Stored records:

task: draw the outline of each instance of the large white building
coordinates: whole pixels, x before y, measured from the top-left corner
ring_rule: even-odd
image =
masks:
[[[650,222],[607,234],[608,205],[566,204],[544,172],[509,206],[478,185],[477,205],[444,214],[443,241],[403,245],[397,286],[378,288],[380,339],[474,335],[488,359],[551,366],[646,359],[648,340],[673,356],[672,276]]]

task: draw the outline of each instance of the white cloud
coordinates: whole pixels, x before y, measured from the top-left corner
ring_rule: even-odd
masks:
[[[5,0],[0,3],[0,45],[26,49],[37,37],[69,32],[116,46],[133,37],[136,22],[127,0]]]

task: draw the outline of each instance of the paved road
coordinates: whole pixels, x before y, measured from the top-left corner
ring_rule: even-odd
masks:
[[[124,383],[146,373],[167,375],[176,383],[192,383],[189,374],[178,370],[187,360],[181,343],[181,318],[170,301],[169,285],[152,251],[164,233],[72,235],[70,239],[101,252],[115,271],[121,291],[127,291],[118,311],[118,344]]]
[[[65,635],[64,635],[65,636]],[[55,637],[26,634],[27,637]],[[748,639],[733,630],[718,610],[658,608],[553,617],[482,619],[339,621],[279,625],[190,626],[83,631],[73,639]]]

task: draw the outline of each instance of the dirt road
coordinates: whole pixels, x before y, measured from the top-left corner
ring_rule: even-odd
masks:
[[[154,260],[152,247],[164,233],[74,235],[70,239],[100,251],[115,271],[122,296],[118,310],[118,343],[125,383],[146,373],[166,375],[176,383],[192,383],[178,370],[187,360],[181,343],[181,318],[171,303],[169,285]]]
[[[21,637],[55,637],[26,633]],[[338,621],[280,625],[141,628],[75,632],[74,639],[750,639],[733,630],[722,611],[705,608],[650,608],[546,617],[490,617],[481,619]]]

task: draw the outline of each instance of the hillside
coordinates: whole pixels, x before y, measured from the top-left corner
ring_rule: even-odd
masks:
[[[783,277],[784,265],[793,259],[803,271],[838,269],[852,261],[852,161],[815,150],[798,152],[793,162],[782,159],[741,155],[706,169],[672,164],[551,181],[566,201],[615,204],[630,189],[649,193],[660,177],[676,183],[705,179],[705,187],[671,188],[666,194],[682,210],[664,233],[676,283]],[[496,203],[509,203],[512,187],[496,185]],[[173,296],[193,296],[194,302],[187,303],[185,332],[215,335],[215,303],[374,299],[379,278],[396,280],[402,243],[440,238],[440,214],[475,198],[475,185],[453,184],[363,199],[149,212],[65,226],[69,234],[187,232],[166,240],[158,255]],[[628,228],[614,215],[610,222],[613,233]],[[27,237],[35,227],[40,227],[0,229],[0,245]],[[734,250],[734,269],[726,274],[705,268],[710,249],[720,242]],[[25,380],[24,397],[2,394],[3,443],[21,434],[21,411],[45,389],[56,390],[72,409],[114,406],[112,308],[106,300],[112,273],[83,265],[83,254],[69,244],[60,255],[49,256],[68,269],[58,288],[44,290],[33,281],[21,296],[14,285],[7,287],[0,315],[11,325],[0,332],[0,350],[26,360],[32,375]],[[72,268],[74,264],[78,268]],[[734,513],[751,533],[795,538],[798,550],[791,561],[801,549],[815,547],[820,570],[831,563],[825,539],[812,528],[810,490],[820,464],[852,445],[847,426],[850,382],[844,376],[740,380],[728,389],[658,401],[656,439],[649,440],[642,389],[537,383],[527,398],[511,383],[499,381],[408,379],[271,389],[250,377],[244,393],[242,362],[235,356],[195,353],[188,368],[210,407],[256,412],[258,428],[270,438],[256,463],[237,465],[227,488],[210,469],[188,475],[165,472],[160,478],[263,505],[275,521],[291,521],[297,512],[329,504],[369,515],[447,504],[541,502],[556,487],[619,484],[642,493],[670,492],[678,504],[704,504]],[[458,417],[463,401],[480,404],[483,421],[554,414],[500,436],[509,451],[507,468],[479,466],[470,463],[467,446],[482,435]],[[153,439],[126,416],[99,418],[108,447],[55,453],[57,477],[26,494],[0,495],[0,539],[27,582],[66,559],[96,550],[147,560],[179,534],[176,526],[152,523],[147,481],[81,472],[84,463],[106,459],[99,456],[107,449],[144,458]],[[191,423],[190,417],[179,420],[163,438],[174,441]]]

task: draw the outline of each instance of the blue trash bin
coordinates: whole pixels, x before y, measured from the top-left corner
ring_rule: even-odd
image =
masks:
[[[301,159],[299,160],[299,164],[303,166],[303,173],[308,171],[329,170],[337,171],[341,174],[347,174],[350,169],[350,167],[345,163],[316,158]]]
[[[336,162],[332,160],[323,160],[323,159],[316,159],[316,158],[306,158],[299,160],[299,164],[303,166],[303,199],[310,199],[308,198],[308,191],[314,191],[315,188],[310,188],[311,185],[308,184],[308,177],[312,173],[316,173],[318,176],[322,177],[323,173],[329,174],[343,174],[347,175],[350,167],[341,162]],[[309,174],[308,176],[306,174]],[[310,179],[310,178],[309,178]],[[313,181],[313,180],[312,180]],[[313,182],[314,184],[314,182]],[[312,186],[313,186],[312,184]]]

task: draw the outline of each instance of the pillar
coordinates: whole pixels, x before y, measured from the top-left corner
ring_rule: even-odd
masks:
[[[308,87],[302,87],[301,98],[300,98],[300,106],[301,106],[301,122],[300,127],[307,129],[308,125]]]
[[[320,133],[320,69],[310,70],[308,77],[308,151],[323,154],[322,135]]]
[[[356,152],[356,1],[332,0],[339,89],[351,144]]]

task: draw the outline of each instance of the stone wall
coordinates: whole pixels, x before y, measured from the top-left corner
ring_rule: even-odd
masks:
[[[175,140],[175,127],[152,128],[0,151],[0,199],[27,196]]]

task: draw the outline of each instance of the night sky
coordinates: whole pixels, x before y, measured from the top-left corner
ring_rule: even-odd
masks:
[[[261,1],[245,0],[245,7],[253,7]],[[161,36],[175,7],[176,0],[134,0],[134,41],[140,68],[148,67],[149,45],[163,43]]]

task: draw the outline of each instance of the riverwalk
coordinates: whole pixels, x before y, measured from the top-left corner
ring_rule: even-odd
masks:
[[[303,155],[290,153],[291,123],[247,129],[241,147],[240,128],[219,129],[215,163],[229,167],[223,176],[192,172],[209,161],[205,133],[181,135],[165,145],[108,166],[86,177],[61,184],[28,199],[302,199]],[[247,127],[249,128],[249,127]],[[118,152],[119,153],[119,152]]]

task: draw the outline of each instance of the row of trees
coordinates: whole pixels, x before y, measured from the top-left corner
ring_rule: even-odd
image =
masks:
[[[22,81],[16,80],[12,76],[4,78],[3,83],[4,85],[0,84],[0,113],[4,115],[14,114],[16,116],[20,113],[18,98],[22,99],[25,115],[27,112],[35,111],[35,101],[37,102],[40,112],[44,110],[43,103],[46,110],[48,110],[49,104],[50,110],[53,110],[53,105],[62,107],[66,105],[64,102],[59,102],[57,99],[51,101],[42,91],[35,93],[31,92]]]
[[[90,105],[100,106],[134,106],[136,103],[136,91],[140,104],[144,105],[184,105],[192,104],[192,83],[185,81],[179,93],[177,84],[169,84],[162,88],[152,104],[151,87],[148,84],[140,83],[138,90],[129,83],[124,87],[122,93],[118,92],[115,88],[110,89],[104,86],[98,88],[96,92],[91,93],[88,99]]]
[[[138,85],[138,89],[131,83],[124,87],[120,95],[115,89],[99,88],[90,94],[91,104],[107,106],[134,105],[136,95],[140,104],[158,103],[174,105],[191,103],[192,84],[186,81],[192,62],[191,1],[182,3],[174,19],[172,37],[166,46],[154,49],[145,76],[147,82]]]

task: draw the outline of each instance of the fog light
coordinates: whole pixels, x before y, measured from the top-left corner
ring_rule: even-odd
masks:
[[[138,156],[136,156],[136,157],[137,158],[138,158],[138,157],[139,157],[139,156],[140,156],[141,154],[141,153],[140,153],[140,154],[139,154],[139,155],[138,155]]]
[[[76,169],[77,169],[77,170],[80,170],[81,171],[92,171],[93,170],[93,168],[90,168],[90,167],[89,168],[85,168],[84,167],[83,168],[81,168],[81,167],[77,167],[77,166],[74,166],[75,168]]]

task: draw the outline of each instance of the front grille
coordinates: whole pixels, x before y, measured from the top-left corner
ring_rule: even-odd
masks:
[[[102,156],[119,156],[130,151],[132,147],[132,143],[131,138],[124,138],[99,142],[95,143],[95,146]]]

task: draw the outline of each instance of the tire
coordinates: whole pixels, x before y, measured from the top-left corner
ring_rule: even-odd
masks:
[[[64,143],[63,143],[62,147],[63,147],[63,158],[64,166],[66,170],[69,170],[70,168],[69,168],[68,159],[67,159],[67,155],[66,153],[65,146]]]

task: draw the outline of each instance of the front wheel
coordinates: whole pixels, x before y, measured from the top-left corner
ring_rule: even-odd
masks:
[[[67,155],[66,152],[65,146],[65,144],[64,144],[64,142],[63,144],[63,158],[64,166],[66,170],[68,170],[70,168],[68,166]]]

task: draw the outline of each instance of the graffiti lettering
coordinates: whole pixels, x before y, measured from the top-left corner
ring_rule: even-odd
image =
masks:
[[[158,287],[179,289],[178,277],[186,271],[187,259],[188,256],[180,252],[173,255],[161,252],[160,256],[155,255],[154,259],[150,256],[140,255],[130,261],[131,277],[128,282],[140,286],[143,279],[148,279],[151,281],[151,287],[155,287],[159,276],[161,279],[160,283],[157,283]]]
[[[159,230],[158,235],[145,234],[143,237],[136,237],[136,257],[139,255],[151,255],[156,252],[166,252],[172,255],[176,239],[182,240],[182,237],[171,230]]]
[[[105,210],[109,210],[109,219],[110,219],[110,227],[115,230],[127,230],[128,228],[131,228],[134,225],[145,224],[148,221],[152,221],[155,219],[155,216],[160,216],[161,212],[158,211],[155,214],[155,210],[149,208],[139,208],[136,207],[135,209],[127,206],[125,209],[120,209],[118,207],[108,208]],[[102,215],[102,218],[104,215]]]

_Set problem:_ From the line containing "task: draw the outline of each instance of the graffiti" through the closing line of the material above, return every line exactly and omit all others.

_Result of the task:_
task: draw the outline of each instance of the graffiti lettering
coordinates: whole pixels, x before y, measured from the top-left corner
ring_rule: even-odd
image =
masks:
[[[158,287],[179,289],[178,277],[186,271],[187,259],[188,256],[180,252],[173,255],[161,252],[160,256],[155,255],[154,259],[150,256],[140,255],[130,261],[131,277],[128,282],[140,286],[143,279],[148,279],[151,281],[151,287],[155,287],[159,276],[161,279],[160,283],[157,283]]]
[[[159,230],[158,235],[145,234],[143,237],[136,237],[136,257],[139,255],[151,255],[156,252],[166,252],[172,255],[176,239],[182,240],[182,237],[171,230]]]
[[[105,210],[109,210],[109,219],[110,219],[110,227],[115,230],[127,230],[128,228],[131,228],[134,225],[145,224],[148,221],[152,221],[155,219],[155,216],[160,216],[161,212],[158,211],[155,214],[155,210],[149,208],[139,208],[136,207],[135,209],[127,206],[125,209],[120,209],[118,207],[108,208]],[[102,215],[102,218],[104,215]]]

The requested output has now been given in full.